Your task:
Convert the material from its start through the line holding "box: [194, 834, 243, 1026]", inclusive, into a JSON list of strings with one string per line, skipping blank lines. Leave out the pictures.

*** Dataset entries ***

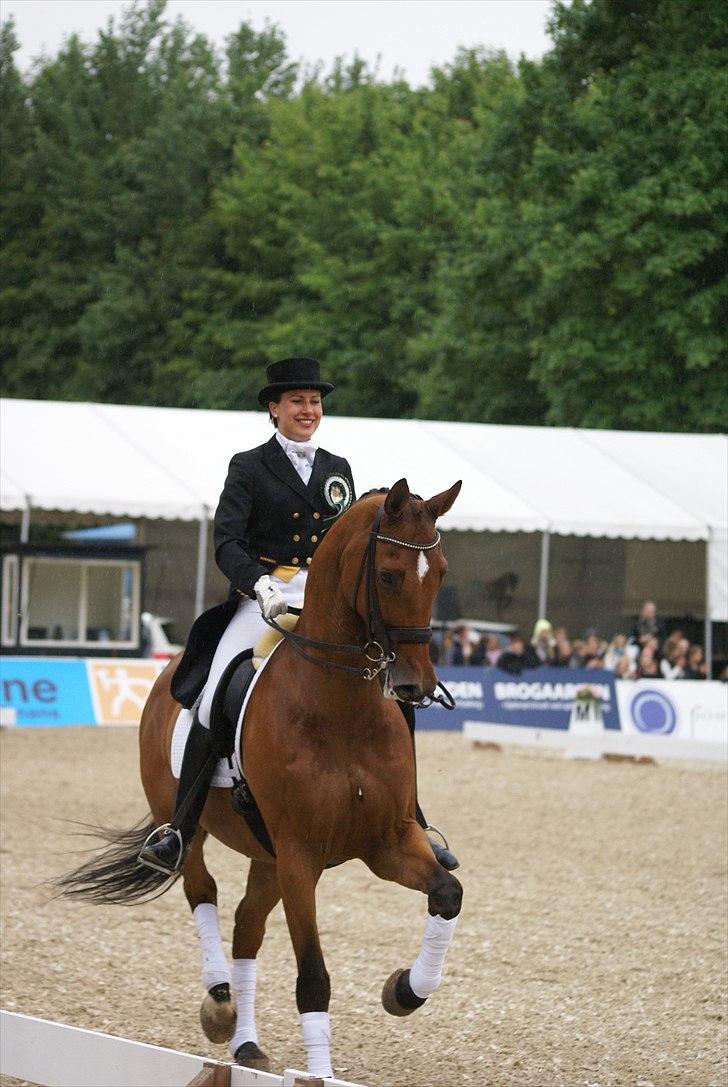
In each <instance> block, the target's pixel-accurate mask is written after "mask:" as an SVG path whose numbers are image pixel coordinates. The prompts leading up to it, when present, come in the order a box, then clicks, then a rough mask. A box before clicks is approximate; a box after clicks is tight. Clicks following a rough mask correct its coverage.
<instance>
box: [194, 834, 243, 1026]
mask: <svg viewBox="0 0 728 1087" xmlns="http://www.w3.org/2000/svg"><path fill="white" fill-rule="evenodd" d="M204 839H205V832H204V830H203V829H202V827H198V828H197V832H196V834H194V837H193V839H192V842H191V845H190V848H189V851H188V853H187V857H186V859H185V863H184V866H183V883H184V888H185V895H186V896H187V901H188V902H189V907H190V910H191V911H192V916H193V919H194V924H196V926H197V935H198V939H199V941H200V954H201V957H202V984H203V985H204V987H205V989H206V990H208V991H206V995H205V998H204V1000H203V1001H202V1007H201V1008H200V1023H201V1024H202V1029H203V1030H204V1033H205V1035H206V1037H208V1038H210V1040H211V1041H217V1042H221V1041H227V1040H228V1039H229V1038H231V1037H233V1034H234V1032H235V1023H236V1010H235V1002H234V1001H233V999H231V996H230V984H231V980H233V978H231V975H230V967H229V964H228V962H227V959H226V957H225V950H224V948H223V939H222V936H221V932H219V919H218V916H217V885H216V884H215V880H214V879H213V878H212V876H211V875H210V872H209V871H208V867H206V865H205V863H204V855H203V852H202V847H203V845H204Z"/></svg>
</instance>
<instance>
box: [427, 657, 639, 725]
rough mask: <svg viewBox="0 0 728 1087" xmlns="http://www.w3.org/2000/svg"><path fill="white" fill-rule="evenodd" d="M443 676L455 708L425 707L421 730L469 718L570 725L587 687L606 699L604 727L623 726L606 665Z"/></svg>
mask: <svg viewBox="0 0 728 1087" xmlns="http://www.w3.org/2000/svg"><path fill="white" fill-rule="evenodd" d="M438 676H439V678H440V679H441V680H442V683H443V684H444V685H445V687H447V688H448V690H449V691H450V694H451V695H452V696H453V698H454V699H455V703H456V707H455V709H454V710H450V711H448V710H444V709H442V708H441V707H439V705H431V707H430V708H429V709H427V710H424V711H421V712H419V713H418V714H417V728H418V729H419V728H455V729H460V728H462V727H463V722H464V721H488V722H490V723H492V724H502V725H528V726H529V727H531V728H563V729H567V728H568V723H569V717H570V714H572V708H573V705H574V699H575V698H576V692H577V690H578V689H579V688H580V687H583V686H588V687H591V688H592V689H593V690H594V691H595V692H598V694H599V696H600V698H601V699H602V712H603V717H604V727H605V728H617V729H618V728H619V714H618V707H617V699H616V694H615V679H614V673H612V672H606V671H604V670H602V669H531V670H529V671H527V672H522V673H520V675H518V676H514V675H510V674H509V673H507V672H501V671H500V670H499V669H481V667H464V669H439V670H438Z"/></svg>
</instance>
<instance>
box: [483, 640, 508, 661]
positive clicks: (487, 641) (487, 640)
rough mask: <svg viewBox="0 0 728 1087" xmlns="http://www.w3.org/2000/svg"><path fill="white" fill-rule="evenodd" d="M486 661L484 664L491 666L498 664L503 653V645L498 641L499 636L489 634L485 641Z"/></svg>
mask: <svg viewBox="0 0 728 1087" xmlns="http://www.w3.org/2000/svg"><path fill="white" fill-rule="evenodd" d="M485 649H486V659H485V661H484V664H490V665H491V666H493V665H495V664H498V658H499V657H500V655H501V653H502V651H503V650H502V649H501V644H500V641H499V639H498V635H497V634H489V635H488V637H487V638H486V639H485Z"/></svg>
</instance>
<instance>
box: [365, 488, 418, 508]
mask: <svg viewBox="0 0 728 1087" xmlns="http://www.w3.org/2000/svg"><path fill="white" fill-rule="evenodd" d="M390 490H391V487H373V488H372V490H365V491H364V493H363V495H360V496H359V498H357V499H356V502H361V501H362V499H363V498H371V497H372V495H388V493H389V492H390ZM410 498H415V499H417V501H418V502H422V500H423V497H422V495H415V493H414V491H412V492H411V493H410ZM356 502H354V505H355V504H356Z"/></svg>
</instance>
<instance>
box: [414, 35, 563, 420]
mask: <svg viewBox="0 0 728 1087" xmlns="http://www.w3.org/2000/svg"><path fill="white" fill-rule="evenodd" d="M523 99H524V90H523V79H522V77H520V76H519V73H518V72H517V71H516V70H515V68H514V66H513V65H512V64H511V63H510V61H509V60H507V58H506V57H505V55H504V54H502V53H488V52H482V51H462V52H461V53H460V55H459V57H457V58H456V59H455V61H454V63H453V64H452V65H450V66H448V67H447V68H444V70H442V71H439V72H436V73H435V89H434V95H432V105H434V108H435V109H438V108H439V109H440V111H441V114H442V117H441V125H440V142H441V147H442V152H441V155H440V165H439V171H440V173H441V177H442V182H441V186H440V191H441V192H442V193H443V198H444V199H447V201H448V205H449V208H450V215H449V222H450V225H451V230H450V235H449V237H448V238H444V239H442V241H441V245H440V249H439V254H438V264H437V271H436V283H435V304H434V308H432V310H431V315H430V320H429V321H428V322H427V323H426V324H425V326H424V329H423V333H422V335H421V336H419V337H418V338H417V339H416V340H415V341H414V343H413V345H412V346H411V351H412V353H413V355H414V357H416V358H417V359H418V361H419V365H421V372H422V375H423V376H422V378H421V399H419V412H421V414H423V415H426V416H429V417H436V418H437V417H439V418H462V420H468V421H475V422H489V423H520V424H536V423H540V422H541V421H542V417H543V412H544V409H545V401H544V397H543V395H542V392H541V391H540V390H539V388H538V386H537V384H536V382H535V380H534V379H532V378H531V377H530V375H529V371H530V366H531V362H532V354H531V339H532V336H534V328H532V326H531V323H530V320H529V315H528V312H527V307H526V300H527V299H528V297H529V292H530V289H531V273H530V268H529V265H528V262H527V253H526V240H525V228H524V223H523V221H522V215H520V207H522V202H523V177H524V168H525V164H526V163H527V162H528V160H529V157H530V148H531V142H532V125H531V124H529V123H528V117H527V116H525V115H524V113H525V111H524V102H523Z"/></svg>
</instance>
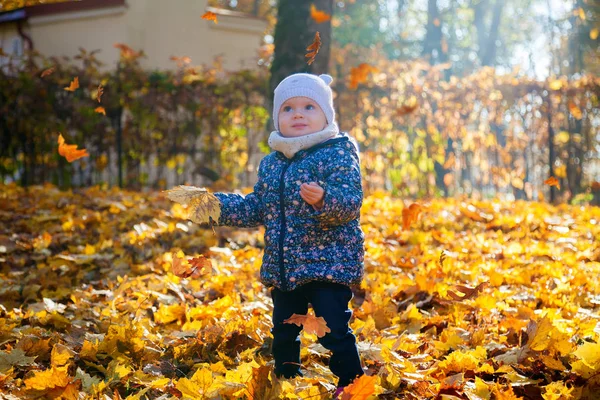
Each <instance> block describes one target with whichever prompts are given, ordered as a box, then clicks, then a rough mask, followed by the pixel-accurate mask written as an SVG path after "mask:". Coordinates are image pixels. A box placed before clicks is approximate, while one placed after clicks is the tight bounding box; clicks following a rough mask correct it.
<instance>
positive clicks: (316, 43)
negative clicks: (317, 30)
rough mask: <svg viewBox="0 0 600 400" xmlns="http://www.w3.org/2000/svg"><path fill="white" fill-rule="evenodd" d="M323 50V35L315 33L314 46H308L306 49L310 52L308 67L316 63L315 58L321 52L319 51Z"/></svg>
mask: <svg viewBox="0 0 600 400" xmlns="http://www.w3.org/2000/svg"><path fill="white" fill-rule="evenodd" d="M320 49H321V35H320V34H319V32H317V33H315V40H313V42H312V44H311V45H310V46H308V47H307V48H306V50H307V51H308V53H306V56H305V57H306V58H308V61H307V63H308V65H311V64H312V63H313V62H315V57H316V56H317V53H318V52H319V50H320Z"/></svg>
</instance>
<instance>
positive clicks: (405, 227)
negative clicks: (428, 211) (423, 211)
mask: <svg viewBox="0 0 600 400" xmlns="http://www.w3.org/2000/svg"><path fill="white" fill-rule="evenodd" d="M421 211H422V207H421V206H420V205H419V204H417V203H412V204H411V205H410V206H408V207H407V208H404V209H402V228H404V229H408V228H410V225H411V224H412V223H413V222H417V220H418V219H419V214H420V213H421Z"/></svg>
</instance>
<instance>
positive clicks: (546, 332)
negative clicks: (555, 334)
mask: <svg viewBox="0 0 600 400" xmlns="http://www.w3.org/2000/svg"><path fill="white" fill-rule="evenodd" d="M553 328H554V327H553V325H552V321H551V320H550V318H548V317H544V318H542V319H541V320H540V321H539V322H536V321H533V320H530V321H529V324H527V336H528V337H529V339H528V340H527V345H529V348H530V349H531V350H534V351H542V350H545V349H546V348H547V347H548V345H549V344H550V333H551V332H552V329H553Z"/></svg>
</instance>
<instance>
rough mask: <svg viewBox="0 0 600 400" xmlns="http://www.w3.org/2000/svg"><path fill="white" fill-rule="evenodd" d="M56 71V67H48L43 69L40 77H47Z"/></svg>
mask: <svg viewBox="0 0 600 400" xmlns="http://www.w3.org/2000/svg"><path fill="white" fill-rule="evenodd" d="M54 71H56V67H50V68H46V69H45V70H43V71H42V74H41V75H40V77H41V78H45V77H47V76H48V75H51V74H52V73H53V72H54Z"/></svg>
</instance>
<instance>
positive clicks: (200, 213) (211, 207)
mask: <svg viewBox="0 0 600 400" xmlns="http://www.w3.org/2000/svg"><path fill="white" fill-rule="evenodd" d="M166 193H167V198H168V199H169V200H171V201H174V202H176V203H179V204H182V205H188V206H189V214H188V219H190V220H191V221H193V222H195V223H197V224H202V223H205V222H210V221H211V219H212V220H213V221H214V222H218V221H219V218H220V217H221V203H220V202H219V199H217V198H216V197H215V195H214V194H212V193H209V192H208V190H206V189H205V188H199V187H195V186H185V185H180V186H177V187H175V188H173V189H169V190H167V191H166Z"/></svg>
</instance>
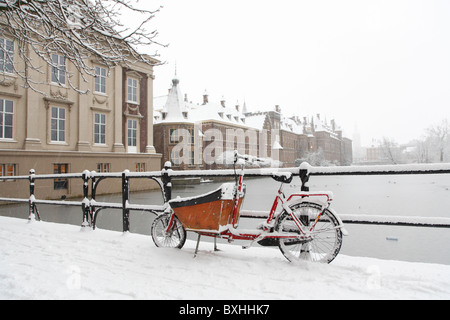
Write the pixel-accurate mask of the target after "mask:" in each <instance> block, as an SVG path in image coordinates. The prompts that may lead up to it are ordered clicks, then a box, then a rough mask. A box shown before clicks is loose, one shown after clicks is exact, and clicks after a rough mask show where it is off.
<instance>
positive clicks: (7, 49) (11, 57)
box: [0, 38, 14, 73]
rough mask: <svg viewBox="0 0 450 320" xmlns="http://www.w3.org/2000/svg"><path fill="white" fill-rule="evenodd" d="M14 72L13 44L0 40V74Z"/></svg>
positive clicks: (5, 40) (1, 39)
mask: <svg viewBox="0 0 450 320" xmlns="http://www.w3.org/2000/svg"><path fill="white" fill-rule="evenodd" d="M13 71H14V42H12V41H11V40H8V39H3V38H0V72H6V73H13Z"/></svg>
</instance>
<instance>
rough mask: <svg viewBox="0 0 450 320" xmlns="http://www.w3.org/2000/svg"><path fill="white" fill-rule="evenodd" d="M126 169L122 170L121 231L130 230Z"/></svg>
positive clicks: (127, 183)
mask: <svg viewBox="0 0 450 320" xmlns="http://www.w3.org/2000/svg"><path fill="white" fill-rule="evenodd" d="M128 172H130V171H128V170H125V171H124V172H122V220H123V232H128V231H130V210H129V209H128V200H130V180H129V178H128V175H127V174H128Z"/></svg>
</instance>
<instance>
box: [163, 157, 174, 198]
mask: <svg viewBox="0 0 450 320" xmlns="http://www.w3.org/2000/svg"><path fill="white" fill-rule="evenodd" d="M171 168H172V164H171V163H170V161H166V163H164V168H163V169H162V170H161V180H162V182H163V191H164V202H169V200H170V199H172V177H171V176H170V172H172V169H171Z"/></svg>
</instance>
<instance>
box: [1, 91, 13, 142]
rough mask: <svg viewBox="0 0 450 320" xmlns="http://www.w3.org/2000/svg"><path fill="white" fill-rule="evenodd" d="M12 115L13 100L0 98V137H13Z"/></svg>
mask: <svg viewBox="0 0 450 320" xmlns="http://www.w3.org/2000/svg"><path fill="white" fill-rule="evenodd" d="M13 115H14V104H13V102H12V101H10V100H3V99H0V139H12V138H13Z"/></svg>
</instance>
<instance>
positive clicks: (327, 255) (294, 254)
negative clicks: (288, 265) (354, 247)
mask: <svg viewBox="0 0 450 320" xmlns="http://www.w3.org/2000/svg"><path fill="white" fill-rule="evenodd" d="M290 209H291V210H292V211H293V214H294V215H295V216H296V218H297V219H298V220H300V221H301V223H302V224H303V225H304V226H305V229H308V230H310V233H309V234H308V235H305V236H304V237H301V236H300V235H302V234H301V231H300V230H299V228H298V227H297V225H296V224H295V223H294V220H293V219H292V217H291V215H290V214H289V213H288V212H286V211H283V212H282V213H281V214H280V217H279V218H278V222H277V224H276V225H275V231H277V232H280V233H283V232H288V233H291V234H292V233H298V235H299V238H298V239H282V238H280V241H279V244H278V246H279V248H280V250H281V252H282V253H283V255H284V256H285V257H286V259H288V260H289V261H291V262H292V261H302V260H307V261H313V262H323V263H330V262H331V261H333V260H334V258H335V257H336V256H337V255H338V253H339V250H340V249H341V246H342V231H341V229H340V228H339V227H338V226H339V221H338V220H337V218H336V217H335V216H334V214H333V213H331V212H330V211H329V210H328V209H326V210H325V211H324V212H323V214H322V215H321V216H320V219H319V221H318V222H317V223H316V225H315V226H314V227H313V225H314V223H315V222H316V219H317V217H318V216H319V214H320V213H321V212H322V207H321V206H320V205H317V204H315V203H310V202H301V203H298V204H294V205H292V206H291V207H290Z"/></svg>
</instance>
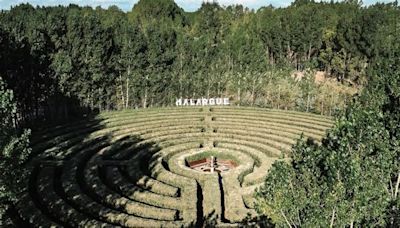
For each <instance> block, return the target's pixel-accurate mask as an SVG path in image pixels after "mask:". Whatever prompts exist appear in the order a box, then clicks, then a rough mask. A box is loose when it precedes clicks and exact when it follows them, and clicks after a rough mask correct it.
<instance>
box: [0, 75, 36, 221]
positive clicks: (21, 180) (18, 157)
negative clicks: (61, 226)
mask: <svg viewBox="0 0 400 228" xmlns="http://www.w3.org/2000/svg"><path fill="white" fill-rule="evenodd" d="M16 108H17V107H16V104H15V101H14V97H13V92H12V91H11V90H8V89H6V88H5V85H4V82H3V79H2V78H1V77H0V120H1V122H0V172H1V175H0V226H2V225H6V223H7V217H5V216H6V211H7V209H8V207H9V206H11V205H12V203H13V202H15V201H16V200H17V196H18V193H19V190H20V189H21V187H22V185H21V183H22V182H23V178H24V177H25V175H26V173H25V170H24V169H23V164H24V163H25V161H26V160H27V159H28V157H29V154H30V152H31V150H30V148H29V136H30V131H29V130H25V131H23V132H22V133H20V132H19V131H18V130H17V129H16Z"/></svg>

*** End of Dataset entries ***

Solution for this problem:
[
  "In each <instance> block, the target's pixel-accurate mask is written after \"mask:\" as an SVG path whose numbers are image pixel coordinates. The prompts leading up to it, when present, come in the order a box, then clicks, then a rough mask. A box before clicks is approximate; a box after clicks is tight. Clicks following a rough mask correct its coverage.",
  "<instance>",
  "box: [194, 834, 243, 1026]"
]